PROVIDED ENTRIES
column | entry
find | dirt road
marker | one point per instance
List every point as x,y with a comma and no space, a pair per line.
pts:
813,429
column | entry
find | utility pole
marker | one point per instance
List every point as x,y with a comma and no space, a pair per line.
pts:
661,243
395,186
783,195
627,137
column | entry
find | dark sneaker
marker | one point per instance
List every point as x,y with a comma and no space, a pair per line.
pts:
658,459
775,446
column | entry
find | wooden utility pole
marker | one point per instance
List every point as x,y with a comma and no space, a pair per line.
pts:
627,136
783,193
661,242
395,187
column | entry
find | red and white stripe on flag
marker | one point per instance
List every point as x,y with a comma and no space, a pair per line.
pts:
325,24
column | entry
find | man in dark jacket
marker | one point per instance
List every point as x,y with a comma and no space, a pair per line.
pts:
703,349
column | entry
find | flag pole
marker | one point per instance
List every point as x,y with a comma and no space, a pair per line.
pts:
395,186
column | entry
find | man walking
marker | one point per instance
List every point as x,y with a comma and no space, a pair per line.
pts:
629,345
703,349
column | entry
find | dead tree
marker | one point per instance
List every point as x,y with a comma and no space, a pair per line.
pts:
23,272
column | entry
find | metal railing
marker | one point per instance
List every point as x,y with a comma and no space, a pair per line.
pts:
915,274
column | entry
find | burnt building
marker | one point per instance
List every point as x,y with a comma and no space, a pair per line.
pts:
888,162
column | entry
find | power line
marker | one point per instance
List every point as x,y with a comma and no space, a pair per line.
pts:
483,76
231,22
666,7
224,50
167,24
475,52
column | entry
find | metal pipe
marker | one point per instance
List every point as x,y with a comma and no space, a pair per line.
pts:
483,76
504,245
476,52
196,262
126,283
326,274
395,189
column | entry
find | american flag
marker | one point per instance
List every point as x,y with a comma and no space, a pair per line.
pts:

WHAT NEEDS TO BE DONE
Each line of the listing should be copied exactly.

RESPONSE BELOW
column | entry
find | dirt road
marker | one point per instance
List every point as x,y with a comma and no space, a pair per line.
pts:
813,429
column | entry
find | utility pole
marker | one point per instance
List every point as x,y with a comma and no space, a pair per line.
pts:
661,243
395,186
783,195
627,137
column | entry
find | dark sneaker
marker | one point per instance
List every point as x,y with a comma and no space, a pair per line.
pts:
658,459
775,446
column | entry
find | wooden utility pole
marker | one point per instance
List every point as x,y with a comma and no space, a pair per line.
pts:
627,136
783,193
661,242
395,187
column | entry
find | red and white stripe on flag
marker | one point per instance
List every point as x,y with a comma and no space, a pair per line.
pts:
325,24
column | entry
find | man in dark jacket
marker | one point per instance
List every point as x,y with a comma and no space, a pair per line.
pts:
703,349
column | entry
find | flag pole
marker | one point per instance
List every point as x,y with a comma and no space, a pair per line.
pts:
395,186
column | entry
find | man walking
marker | one point per instance
List every point as x,y with a comma and no space, a pair per line.
pts:
629,345
703,349
column | entry
find | dead tree
marker | one point per instance
List every point as x,y with a comma and no space, a pair per line.
pts:
23,272
column | entry
find | metal railing
marker | one point per instance
List every point as x,y with a comma and no space, a pair per line.
pts:
915,274
column | entry
find | burnt building
marker | one point per instance
List every point as x,y with a comma and no space, a pair per line.
pts:
888,162
column | entry
find | power line
marker | one point per instance
List every point as x,y with a comma and no space, a pair per line.
pts:
483,76
231,22
666,7
224,50
167,24
475,52
column | entry
find | metal pipe
marker | one point per instance
List every point as x,y with a comma and no space, a pair per line.
pts:
483,76
504,245
476,52
196,262
126,283
326,274
395,189
column | entry
find | american flag
marker | one point per instance
List every point as x,y with a comma and no space, a pair per line.
pts:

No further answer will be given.